TEXTO FORNECIDO:

※ ※ ※

A resposta é sim!
Muitas redes de franquias surgiram a partir de um projeto piloto do próprio franqueador, que após início da expansão através do franchising perfeitamente pode permanecer na qualidade de dono ou não desta unidade, podendo optar pelo repasse a um novo investidor, o qual se tornará franqueado de uma unidade já em operação, focando suas energias exclusivamente no processo de vendas de novas unidades.
Há também casos em que a empresa franqueadora atua exclusivamente na expansão, não sendo a idealizadora do projeto. Nestes casos o sócio da franqueadora pode perfeitamente vir a possuir uma unidade própria.
O contrário também é possível: um franqueado se tornar sócio da franqueadora!
Exemplo disso podemos citar o caso do empresário Alexandre Rodrigues Diniz, sócio do Grupo Acerte, responsável pelas redes de lavanderias Prime Clean e Quality Lavanderia, o qual iniciou na rede como franqueado e após muito trabalho e dedicação foi convidado pelos sócios da franqueadora a unir forças ao time.
Ah, mas o fato do franqueador também ser sócio de uma franquia não caracteriza concorrência desleal?
O fato por si só não.
Neste ponto, vamos nos aprofundar ao que o artigo 1 º da Lei de Franquias:
Art. 1º Esta Lei disciplina o sistema de franquia empresarial, pelo qual um franqueador autoriza por meio de contrato um franqueado a usar marcas e outros objetos de propriedade intelectual, sempre associados ao direito de produção ou distribuição exclusiva ou não exclusiva de produtos ou serviços e também ao direito de uso de métodos e sistemas de implantação e administração de negócio ou sistema operacional desenvolvido ou detido pelo franqueador, mediante remuneração direta ou indireta, sem caracterizar relação de consumo ou vínculo empregatício em relação ao franqueado ou a seus empregados, ainda que durante o período de treinamento.

※ ※ ※

EXERCÍCIO PROPOSTO 1:
Indique se cada afirmação abaixo está de acordo com o texto sobre franquias, respondendo sim ou não e citando literalmente as palavras do texto que decidem a questão.
(a) Alexandre Rodrigues Diniz começou na rede como franqueado.
(b) O simples fato de o franqueador ser sócio de uma franquia já caracteriza concorrência desleal.
(c) Pelo artigo 1º da Lei de Franquias, há vínculo empregatício com o franqueado durante o período de treinamento.
EXERCÍCIO PROPOSTO 2:
Escreva a continuação do texto sobre franquias, começando logo após a citação do artigo 1º da Lei de Franquias.

Dados registrados:
※ ※ ※

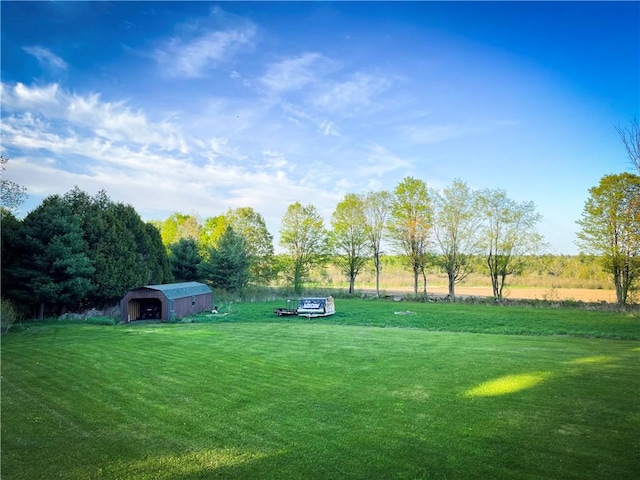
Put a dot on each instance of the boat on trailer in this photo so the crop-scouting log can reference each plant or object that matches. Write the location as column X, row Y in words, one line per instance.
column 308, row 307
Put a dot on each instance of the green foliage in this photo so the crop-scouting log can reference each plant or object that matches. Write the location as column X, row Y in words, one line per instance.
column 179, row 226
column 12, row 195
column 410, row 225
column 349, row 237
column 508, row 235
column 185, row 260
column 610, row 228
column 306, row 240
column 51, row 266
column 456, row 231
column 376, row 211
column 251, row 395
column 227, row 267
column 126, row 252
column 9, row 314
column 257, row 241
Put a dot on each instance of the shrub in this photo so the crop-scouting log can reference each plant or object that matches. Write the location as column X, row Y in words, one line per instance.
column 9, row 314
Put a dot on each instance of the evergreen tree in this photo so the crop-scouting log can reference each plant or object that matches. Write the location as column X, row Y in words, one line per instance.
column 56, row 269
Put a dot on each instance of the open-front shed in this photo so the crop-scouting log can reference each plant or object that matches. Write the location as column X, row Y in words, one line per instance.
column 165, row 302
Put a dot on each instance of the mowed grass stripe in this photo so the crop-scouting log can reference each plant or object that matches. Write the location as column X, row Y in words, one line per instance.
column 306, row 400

※ ※ ※

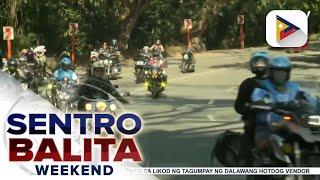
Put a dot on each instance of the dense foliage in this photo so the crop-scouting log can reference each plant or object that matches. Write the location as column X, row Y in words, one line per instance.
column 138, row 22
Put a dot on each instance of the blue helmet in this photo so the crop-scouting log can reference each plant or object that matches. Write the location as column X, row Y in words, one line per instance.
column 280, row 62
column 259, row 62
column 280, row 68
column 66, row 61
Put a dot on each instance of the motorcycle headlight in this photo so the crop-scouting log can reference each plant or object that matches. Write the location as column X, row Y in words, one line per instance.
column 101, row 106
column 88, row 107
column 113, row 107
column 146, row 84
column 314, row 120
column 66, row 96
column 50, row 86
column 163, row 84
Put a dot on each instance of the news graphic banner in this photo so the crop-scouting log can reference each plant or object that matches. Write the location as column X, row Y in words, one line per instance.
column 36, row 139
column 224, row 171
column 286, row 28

※ ※ ※

RESPOSTA DO EXERCÍCIO 1:
(a) Sim: "o qual iniciou na rede como franqueado".
(b) Não: "O fato por si só não."
(c) Não: "sem caracterizar relação de consumo ou vínculo empregatício em relação ao franqueado ou a seus empregados, ainda que durante o período de treinamento".

RESPOSTA DO EXERCÍCIO 2:
§ 1º Para os fins da autorização referida no caput, o franqueador deve ser titular ou requerente de direitos sobre as marcas e outros objetos de propriedade intelectual negociados no âmbito do contrato de franquia, ou estar expressamente autorizado pelo titular.
Da leitura do referido artigo podemos concluir que qualquer investidor (terceiro interessado), com exceção do próprio criador do projeto/negócio, pode se tornar franqueado de uma rede, o que não se aplica no caso citado acima em que o sócio da franqueadora atua única e exclusivamente na expansão (vendas de franquias), não sendo ele nem a empresa franqueadora verdadeiros donos da marca nem idealizadores do negócio original.
Caso contrário, não estaremos falando de “socio franqueador que também e dono de uma franquia” e sim de uma mera filial, não sendo qualquer das modalidades contrária ao que permite o ordenamento jurídico em vigor.
O problema surge quando o sócio franqueador que possua um unidade própria ou, no caso de filial, deixa de obedecer as próprias diretrizes estabelecidas pra toda rede em detrimento da padronização (um dos pilares do franchising).
Ou, ainda, quando passa a adotar conduta parasita (exemplo de franqueadores que utilizam o fundo de marketing e propaganda em benefício de sua própria unidade franqueada/filial e não em ações institucionais), ou passa a usufruir de privilégios ou vantagens em relação aos demais franqueados (exemplo de franqueadores que recebem bônus de compras dos fornecedores em razão dos pedidos em escala ou promovem a venda direta de produtos em preço abaixo da própria tabela).
Com exceção do primeiro exemplo, tais situações vão muito além do que permite a livre concorrência, pois vão na total contramão da liberdade de competir de forma correta e honesta e a depender das circunstâncias do caso podem sim vir a caracterizar concorrência desleal.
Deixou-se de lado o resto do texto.